**Task brief**.
In the records below, rename every "Target" to "Object" and write them out again with nothing else changed.

════════

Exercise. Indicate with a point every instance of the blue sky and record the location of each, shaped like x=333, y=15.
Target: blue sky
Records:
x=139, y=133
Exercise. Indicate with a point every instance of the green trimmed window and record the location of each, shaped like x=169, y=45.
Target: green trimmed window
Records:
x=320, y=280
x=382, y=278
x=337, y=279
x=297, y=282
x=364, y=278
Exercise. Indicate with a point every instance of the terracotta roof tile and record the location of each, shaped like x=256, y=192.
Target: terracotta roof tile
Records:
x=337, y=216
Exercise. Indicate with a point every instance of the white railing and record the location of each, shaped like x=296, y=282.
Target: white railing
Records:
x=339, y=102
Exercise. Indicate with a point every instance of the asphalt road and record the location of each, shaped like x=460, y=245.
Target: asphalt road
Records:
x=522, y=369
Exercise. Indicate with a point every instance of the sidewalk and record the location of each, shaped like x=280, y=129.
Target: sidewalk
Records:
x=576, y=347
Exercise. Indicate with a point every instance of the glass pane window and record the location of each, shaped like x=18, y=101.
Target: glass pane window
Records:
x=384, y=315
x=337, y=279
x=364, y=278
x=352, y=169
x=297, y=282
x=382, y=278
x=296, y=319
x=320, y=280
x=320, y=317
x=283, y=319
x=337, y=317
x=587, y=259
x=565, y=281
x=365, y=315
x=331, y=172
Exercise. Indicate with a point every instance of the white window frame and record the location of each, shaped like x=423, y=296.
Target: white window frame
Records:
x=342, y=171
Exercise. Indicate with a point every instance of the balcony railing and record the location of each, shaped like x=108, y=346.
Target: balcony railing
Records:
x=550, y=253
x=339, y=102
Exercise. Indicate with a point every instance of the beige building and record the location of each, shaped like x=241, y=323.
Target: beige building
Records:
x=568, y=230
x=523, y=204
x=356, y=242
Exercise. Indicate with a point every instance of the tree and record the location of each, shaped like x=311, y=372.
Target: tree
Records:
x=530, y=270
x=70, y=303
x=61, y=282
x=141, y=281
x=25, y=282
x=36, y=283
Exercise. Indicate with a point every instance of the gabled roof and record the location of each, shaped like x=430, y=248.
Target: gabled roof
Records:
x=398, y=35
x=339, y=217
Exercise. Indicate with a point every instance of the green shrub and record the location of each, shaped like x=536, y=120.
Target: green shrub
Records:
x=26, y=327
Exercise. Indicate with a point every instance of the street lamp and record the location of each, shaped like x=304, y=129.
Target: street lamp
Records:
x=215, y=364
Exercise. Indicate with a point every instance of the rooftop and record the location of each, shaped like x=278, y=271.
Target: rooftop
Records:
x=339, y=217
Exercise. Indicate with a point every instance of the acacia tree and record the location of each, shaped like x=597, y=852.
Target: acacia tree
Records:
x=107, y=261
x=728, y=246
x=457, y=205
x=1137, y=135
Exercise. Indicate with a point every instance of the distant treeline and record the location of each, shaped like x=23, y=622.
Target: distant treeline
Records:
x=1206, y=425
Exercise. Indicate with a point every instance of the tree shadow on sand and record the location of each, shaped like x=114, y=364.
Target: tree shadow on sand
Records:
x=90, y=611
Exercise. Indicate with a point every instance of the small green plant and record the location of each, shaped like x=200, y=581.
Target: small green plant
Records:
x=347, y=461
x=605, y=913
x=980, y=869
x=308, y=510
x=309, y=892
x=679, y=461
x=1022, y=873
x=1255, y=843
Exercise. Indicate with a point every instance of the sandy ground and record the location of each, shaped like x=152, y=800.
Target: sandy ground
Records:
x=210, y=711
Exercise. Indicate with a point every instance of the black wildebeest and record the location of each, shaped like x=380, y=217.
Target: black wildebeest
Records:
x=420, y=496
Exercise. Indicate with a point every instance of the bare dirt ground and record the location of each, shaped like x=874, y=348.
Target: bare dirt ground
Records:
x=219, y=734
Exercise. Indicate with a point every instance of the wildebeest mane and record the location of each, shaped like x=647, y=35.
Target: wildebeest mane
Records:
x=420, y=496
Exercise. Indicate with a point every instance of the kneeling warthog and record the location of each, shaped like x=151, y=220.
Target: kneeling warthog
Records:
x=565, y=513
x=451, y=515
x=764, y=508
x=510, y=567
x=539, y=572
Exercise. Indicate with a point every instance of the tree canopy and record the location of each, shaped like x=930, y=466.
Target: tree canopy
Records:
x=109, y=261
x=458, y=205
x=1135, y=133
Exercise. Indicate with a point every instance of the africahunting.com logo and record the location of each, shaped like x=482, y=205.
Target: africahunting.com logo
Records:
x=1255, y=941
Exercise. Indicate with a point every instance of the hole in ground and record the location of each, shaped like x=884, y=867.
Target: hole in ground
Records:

════════

**Result of the exercise**.
Exercise. Indicate with a point every instance of the blue sky and record the location of each, shaped like x=333, y=15.
Object: blue sky
Records:
x=139, y=133
Exercise. Indicate with a point every instance of the green trimmed window and record the location of each, shaped like x=169, y=45.
Object: green trimmed window
Records:
x=320, y=280
x=382, y=278
x=337, y=279
x=297, y=282
x=364, y=278
Exercise. Indicate with a point every instance of the terracotta roof tile and record the location of each, shaped like x=256, y=192.
Object: terracotta roof tile
Records:
x=337, y=216
Exercise. Indicate with a point every instance of the white railing and record the location of each, shaped like x=296, y=282.
Object: white railing
Records:
x=339, y=102
Exercise. Indicate with a point every instance of the asphalt road and record the location of each, shaped like x=460, y=245.
Object: asphalt road
Records:
x=522, y=369
Exercise. Indicate with a point every instance of the sidewalk and record the location of each, shaped like x=280, y=129.
Object: sidewalk
Records:
x=576, y=347
Exercise. Indicate with a point every instance of the glass pane window and record the location of each, shaped like x=18, y=101.
Object: glass pane window
Records:
x=384, y=315
x=337, y=279
x=364, y=278
x=352, y=169
x=297, y=282
x=382, y=278
x=296, y=319
x=320, y=280
x=320, y=317
x=283, y=319
x=337, y=317
x=587, y=259
x=565, y=281
x=365, y=315
x=331, y=172
Exercise. Indicate with a point every instance of the white window frame and record the location of each, shaped like x=423, y=296.
Object: white window frame
Records:
x=342, y=171
Exercise. Indicate with a point every instance of the balcony railing and record the location of each, shaped like x=108, y=346.
Object: balcony railing
Records:
x=550, y=253
x=339, y=102
Exercise. Indicate with a point every instance of the beige building and record the location of each, shaped like x=241, y=323.
Object: beige building
Records:
x=568, y=230
x=523, y=204
x=356, y=242
Exercise. Indicate with a point every instance of the tree and record the location of each, shaped like x=311, y=372.
Object: tree
Records:
x=530, y=270
x=70, y=303
x=61, y=282
x=141, y=281
x=25, y=282
x=36, y=283
Exercise. Indicate with a point every instance of the gabled roof and record the location of each, shaped like x=430, y=248.
Object: gabled roof
Records:
x=398, y=35
x=339, y=217
Exercise. Indicate with a point every instance of the green shrub and record the location of each, shaped like x=536, y=120.
Object: green shrub
Records:
x=26, y=327
Exercise. Indicate with a point every instance of the street lamp and record the location of each, shaped like x=304, y=129.
Object: street lamp
Records:
x=215, y=364
Exercise. Indicate with a point every instance of the rooftop and record the location of each, shaped like x=278, y=271.
Object: rooftop
Records:
x=339, y=217
Exercise. Indicate with a point every instance of the acacia tree and record the location of each, shaped like x=597, y=852.
Object: acacia tree
Records:
x=107, y=261
x=728, y=246
x=457, y=205
x=1137, y=135
Exercise. Indicate with a point every instance of the distant treeline and record the location of each, shaped like x=23, y=622.
Object: distant treeline
Records:
x=1206, y=425
Exercise. Indicate with a point every instance of the tree shadow on sand and record the location of each, shaped like x=114, y=364.
Object: tree shadow on sand
Records:
x=90, y=611
Exercise. Indicate with a point every instance of the small green plant and record the location of each, shaped like x=200, y=581.
Object: small green plant
Records:
x=347, y=461
x=605, y=913
x=980, y=869
x=308, y=510
x=309, y=892
x=679, y=461
x=1022, y=873
x=1255, y=843
Exercise. Indicate with a point every instance of the sandy ground and record the location of each, shaped like x=152, y=800.
Object: sandy ground
Records:
x=210, y=711
Exercise. Indicate with a point every instance of the black wildebeest and record the location of each, shaped like x=380, y=217.
Object: black wildebeest
Records:
x=420, y=496
Exercise. Indicate with a point every instance of the bare dirt ground and record the location of each, shaped like x=874, y=348.
Object: bare dirt ground
Records:
x=219, y=734
Exercise. Indicate with a point every instance of the wildebeest mane and record the location of each, shaped like x=647, y=35.
Object: wildebeest mane
Records:
x=420, y=496
Exercise. Indicate with a point every instance of the kneeling warthog and record the location of each, shaped like x=151, y=220.
Object: kneeling warthog
Records:
x=565, y=513
x=451, y=515
x=764, y=508
x=510, y=567
x=539, y=572
Exercise. Indicate with a point every instance of the tree canopy and record the location of each, shaped like x=930, y=466.
Object: tree canopy
Records:
x=109, y=261
x=458, y=205
x=1135, y=133
Exercise. Indicate with a point every instance of the africahunting.com logo and record the location of each, shaped like x=482, y=205.
Object: africahunting.com logo
Records:
x=1255, y=941
Exercise. Indicate with a point every instance of the hole in ground and record the location of each, shaped like x=884, y=867.
Object: hole in ground
Records:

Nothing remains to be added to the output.